Work request: In the listing below, print exactly the lines from the first through the one that contains "mark the stone wall -- a dot per instance".

------------------------------------------------------------------------

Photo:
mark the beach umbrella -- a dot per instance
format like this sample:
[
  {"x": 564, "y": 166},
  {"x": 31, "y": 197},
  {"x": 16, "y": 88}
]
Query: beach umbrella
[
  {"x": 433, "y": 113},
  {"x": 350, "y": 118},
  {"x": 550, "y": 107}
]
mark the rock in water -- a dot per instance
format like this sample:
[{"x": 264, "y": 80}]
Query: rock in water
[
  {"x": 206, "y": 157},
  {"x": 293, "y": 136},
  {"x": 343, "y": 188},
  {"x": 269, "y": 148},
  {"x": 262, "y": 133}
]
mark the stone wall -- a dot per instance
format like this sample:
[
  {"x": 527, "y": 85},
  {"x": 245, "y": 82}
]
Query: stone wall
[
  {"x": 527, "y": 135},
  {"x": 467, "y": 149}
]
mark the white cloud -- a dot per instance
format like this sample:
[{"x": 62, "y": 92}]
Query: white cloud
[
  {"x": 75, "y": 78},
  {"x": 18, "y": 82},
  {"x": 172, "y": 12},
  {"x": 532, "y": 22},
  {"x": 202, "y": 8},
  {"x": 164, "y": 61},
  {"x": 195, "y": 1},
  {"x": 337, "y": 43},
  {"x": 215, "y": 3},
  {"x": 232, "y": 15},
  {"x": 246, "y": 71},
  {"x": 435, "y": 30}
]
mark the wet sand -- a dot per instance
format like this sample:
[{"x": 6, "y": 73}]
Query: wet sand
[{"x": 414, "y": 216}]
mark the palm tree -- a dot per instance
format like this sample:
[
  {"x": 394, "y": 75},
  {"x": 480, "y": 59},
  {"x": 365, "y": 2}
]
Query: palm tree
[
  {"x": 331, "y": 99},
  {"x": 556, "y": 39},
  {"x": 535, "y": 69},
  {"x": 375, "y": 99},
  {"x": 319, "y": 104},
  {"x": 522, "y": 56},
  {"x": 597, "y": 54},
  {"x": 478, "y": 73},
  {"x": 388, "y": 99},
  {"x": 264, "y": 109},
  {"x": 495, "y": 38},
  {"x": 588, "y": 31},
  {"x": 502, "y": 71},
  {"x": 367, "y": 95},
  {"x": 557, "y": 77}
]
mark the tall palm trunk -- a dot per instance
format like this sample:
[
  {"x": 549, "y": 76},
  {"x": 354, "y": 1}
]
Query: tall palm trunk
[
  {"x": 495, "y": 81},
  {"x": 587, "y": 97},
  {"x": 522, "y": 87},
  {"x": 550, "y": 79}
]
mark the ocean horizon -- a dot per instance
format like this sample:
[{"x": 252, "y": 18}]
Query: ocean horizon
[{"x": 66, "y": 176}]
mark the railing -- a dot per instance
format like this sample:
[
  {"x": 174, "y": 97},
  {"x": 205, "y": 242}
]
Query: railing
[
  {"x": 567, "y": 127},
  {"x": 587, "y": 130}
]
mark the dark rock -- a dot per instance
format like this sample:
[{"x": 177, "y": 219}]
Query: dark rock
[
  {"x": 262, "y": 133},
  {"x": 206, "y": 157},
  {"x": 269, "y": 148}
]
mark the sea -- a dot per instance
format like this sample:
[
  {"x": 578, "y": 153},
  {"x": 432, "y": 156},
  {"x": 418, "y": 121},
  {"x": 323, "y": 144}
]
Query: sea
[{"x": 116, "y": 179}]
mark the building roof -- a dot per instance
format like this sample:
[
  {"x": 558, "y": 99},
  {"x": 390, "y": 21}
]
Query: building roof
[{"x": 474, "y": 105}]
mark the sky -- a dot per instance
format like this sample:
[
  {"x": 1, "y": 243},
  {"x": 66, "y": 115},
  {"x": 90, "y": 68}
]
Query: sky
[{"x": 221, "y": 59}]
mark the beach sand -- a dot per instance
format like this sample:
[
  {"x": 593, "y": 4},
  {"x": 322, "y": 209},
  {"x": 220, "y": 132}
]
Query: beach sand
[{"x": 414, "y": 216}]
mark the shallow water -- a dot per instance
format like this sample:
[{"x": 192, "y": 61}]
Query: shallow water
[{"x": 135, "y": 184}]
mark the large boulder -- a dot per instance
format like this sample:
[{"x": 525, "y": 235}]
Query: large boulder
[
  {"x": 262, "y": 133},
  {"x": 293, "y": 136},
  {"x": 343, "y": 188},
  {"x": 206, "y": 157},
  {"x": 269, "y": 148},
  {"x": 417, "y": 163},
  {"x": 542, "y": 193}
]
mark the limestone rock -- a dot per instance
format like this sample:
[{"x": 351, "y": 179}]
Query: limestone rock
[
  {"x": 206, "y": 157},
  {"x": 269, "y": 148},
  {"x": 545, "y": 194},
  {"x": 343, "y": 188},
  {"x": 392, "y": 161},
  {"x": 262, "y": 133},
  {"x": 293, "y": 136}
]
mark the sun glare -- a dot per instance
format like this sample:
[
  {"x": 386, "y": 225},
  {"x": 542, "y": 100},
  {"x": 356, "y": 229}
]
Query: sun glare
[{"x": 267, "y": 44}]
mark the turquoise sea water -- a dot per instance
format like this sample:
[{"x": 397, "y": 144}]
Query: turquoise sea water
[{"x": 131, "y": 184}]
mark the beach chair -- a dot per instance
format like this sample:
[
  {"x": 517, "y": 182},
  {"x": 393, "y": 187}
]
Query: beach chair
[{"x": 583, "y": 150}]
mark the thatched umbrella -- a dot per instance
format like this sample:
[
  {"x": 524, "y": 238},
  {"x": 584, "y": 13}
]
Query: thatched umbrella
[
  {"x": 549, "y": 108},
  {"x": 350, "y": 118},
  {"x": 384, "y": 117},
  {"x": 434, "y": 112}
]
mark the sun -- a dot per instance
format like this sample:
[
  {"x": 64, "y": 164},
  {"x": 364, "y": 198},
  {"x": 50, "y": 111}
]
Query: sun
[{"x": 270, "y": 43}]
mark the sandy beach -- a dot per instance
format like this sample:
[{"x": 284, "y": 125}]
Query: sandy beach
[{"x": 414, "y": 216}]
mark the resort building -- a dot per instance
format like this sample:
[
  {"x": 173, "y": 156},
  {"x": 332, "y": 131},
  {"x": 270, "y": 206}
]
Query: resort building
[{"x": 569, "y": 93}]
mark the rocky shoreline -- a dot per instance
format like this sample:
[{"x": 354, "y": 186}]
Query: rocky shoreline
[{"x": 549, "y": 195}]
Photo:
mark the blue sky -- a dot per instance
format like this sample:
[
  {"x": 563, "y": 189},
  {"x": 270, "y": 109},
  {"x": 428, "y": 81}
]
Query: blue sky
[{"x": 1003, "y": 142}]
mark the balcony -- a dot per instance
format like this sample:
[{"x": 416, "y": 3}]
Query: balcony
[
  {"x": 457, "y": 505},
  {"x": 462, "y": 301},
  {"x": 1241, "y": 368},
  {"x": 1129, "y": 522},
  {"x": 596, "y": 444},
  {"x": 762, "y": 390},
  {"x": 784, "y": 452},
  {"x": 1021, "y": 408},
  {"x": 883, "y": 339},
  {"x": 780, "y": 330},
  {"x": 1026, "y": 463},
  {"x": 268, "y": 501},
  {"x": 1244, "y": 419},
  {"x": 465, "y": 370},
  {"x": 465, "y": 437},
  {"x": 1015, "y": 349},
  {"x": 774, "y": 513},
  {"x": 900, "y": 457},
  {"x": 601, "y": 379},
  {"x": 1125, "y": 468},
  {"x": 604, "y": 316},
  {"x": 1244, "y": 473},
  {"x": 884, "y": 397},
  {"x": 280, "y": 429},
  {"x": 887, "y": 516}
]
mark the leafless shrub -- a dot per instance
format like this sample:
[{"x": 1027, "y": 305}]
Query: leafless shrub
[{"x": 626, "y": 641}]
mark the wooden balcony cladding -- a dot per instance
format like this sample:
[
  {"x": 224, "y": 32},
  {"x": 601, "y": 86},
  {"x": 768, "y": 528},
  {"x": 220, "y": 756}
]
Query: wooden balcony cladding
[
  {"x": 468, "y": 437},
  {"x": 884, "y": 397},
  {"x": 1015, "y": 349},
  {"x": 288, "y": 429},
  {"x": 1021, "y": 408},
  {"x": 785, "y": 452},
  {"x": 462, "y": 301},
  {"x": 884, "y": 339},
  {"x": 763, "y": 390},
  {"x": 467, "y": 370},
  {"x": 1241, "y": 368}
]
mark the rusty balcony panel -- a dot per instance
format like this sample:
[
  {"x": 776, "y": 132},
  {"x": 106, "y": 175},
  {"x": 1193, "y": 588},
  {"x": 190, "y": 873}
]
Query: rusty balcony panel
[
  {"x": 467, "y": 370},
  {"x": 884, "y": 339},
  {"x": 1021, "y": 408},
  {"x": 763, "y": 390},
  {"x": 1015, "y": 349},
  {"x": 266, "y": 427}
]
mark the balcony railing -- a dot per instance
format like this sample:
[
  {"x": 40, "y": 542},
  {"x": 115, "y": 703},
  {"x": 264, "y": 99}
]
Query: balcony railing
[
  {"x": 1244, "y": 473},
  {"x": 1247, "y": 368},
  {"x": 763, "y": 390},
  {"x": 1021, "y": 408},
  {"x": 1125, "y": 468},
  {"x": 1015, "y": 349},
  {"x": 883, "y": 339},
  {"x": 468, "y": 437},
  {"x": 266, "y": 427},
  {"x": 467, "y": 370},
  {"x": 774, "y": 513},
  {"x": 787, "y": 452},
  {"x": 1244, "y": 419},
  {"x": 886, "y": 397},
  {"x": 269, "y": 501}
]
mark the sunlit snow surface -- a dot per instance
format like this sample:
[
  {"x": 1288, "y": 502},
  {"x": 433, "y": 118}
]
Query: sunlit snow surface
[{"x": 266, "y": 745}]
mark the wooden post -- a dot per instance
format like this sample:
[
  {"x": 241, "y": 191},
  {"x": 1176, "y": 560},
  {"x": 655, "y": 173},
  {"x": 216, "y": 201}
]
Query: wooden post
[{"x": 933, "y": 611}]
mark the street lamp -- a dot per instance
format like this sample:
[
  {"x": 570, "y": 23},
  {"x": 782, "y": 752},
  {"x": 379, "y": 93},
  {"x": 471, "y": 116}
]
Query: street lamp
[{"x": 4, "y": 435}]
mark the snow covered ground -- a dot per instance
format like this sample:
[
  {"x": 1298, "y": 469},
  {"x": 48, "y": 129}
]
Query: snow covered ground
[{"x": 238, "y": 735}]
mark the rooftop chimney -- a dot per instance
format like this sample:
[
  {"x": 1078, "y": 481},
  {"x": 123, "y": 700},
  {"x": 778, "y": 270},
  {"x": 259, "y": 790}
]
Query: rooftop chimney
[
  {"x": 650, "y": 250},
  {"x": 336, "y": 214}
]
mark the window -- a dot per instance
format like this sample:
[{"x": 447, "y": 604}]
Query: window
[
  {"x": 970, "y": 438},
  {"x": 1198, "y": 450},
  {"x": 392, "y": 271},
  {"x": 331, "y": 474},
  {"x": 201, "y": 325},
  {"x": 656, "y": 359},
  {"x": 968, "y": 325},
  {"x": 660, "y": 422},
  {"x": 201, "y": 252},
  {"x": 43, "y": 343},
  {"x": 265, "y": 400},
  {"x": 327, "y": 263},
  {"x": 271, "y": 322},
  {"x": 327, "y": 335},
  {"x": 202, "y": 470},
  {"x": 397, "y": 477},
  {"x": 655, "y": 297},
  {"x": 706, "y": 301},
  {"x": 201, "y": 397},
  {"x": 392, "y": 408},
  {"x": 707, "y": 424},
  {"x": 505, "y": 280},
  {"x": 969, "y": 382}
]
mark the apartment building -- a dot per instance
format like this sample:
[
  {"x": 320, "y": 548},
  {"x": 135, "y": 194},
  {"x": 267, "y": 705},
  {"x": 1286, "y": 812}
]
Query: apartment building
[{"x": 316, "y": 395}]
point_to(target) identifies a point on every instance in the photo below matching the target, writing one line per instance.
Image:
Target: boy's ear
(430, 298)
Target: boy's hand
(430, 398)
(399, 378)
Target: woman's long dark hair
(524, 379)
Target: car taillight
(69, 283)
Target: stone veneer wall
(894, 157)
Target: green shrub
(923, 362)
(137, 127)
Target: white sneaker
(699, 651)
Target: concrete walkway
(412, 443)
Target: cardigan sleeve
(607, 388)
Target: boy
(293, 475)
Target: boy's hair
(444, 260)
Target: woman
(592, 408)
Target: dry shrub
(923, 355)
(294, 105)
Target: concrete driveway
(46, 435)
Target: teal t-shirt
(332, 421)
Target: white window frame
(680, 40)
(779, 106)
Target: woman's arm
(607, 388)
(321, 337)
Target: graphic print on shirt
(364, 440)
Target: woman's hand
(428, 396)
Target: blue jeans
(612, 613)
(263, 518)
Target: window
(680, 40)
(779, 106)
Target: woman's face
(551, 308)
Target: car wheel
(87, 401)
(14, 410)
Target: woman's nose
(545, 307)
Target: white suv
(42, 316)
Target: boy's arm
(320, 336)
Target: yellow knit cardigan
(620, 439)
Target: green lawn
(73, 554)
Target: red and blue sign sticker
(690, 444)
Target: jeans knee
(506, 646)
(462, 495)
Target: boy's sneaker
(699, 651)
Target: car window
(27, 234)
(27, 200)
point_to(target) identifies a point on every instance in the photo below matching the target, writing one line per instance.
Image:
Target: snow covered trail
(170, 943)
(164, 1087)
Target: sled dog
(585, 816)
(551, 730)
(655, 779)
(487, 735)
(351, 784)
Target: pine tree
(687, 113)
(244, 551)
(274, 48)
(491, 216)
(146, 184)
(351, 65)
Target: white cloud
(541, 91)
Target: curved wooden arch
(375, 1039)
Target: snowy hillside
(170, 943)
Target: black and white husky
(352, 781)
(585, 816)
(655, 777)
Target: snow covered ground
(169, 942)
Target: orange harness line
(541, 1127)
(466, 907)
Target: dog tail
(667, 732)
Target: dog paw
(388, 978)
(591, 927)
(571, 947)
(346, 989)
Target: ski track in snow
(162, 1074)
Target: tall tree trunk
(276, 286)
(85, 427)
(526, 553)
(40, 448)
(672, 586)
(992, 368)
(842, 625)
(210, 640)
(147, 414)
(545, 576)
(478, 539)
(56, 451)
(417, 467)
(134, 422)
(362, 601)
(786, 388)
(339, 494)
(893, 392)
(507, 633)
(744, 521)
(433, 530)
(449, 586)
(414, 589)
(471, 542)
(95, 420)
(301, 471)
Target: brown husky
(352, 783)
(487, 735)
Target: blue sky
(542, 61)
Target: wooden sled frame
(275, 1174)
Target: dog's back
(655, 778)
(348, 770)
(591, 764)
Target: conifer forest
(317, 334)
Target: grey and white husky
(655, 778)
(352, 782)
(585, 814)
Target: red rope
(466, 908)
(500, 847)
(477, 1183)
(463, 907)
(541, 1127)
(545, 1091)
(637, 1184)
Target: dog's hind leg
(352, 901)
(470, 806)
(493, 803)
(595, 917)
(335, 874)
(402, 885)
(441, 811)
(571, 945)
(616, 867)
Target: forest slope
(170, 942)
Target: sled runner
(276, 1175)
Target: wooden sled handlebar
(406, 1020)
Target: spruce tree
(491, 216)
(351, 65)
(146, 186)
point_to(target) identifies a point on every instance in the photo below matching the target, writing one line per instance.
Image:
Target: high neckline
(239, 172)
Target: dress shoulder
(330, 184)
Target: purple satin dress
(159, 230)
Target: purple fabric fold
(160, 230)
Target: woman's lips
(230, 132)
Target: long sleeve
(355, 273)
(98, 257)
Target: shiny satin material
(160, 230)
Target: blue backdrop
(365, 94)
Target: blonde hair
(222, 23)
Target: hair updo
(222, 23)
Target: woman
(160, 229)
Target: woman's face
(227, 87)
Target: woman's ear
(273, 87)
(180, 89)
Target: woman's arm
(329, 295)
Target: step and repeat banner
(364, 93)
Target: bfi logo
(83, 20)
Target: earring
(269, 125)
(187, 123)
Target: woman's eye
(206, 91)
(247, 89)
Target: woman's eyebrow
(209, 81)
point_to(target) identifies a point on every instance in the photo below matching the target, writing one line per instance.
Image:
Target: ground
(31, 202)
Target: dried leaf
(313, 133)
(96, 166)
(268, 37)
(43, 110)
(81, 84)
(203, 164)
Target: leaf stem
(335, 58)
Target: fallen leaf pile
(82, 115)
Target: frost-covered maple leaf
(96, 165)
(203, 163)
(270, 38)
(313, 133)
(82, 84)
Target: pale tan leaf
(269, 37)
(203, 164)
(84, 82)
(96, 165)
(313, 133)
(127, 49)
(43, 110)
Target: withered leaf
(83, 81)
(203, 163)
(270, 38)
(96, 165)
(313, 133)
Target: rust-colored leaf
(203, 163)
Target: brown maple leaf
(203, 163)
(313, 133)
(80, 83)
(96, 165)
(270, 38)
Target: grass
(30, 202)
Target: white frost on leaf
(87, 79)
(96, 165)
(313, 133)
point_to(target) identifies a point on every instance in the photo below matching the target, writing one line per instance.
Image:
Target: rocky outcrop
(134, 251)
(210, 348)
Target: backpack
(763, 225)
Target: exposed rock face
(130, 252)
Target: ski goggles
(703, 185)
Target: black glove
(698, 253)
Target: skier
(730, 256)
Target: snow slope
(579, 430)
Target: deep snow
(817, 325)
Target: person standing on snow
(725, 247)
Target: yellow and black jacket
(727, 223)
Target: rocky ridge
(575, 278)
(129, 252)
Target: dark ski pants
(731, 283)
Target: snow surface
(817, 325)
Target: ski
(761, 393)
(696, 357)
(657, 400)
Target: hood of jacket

------------------------------------------------------------------------

Output for this task:
Photo:
mark the beach umbrella -- a dot per instance
format like this sample:
[
  {"x": 564, "y": 166},
  {"x": 31, "y": 197},
  {"x": 16, "y": 88}
]
Query: beach umbrella
[
  {"x": 433, "y": 113},
  {"x": 350, "y": 118},
  {"x": 550, "y": 107}
]
mark the rock in water -- a dot per instance
format like this sample:
[{"x": 264, "y": 80}]
Query: rock in water
[
  {"x": 206, "y": 157},
  {"x": 293, "y": 136},
  {"x": 343, "y": 188},
  {"x": 269, "y": 148},
  {"x": 262, "y": 133}
]
mark the stone wall -- a dot per instance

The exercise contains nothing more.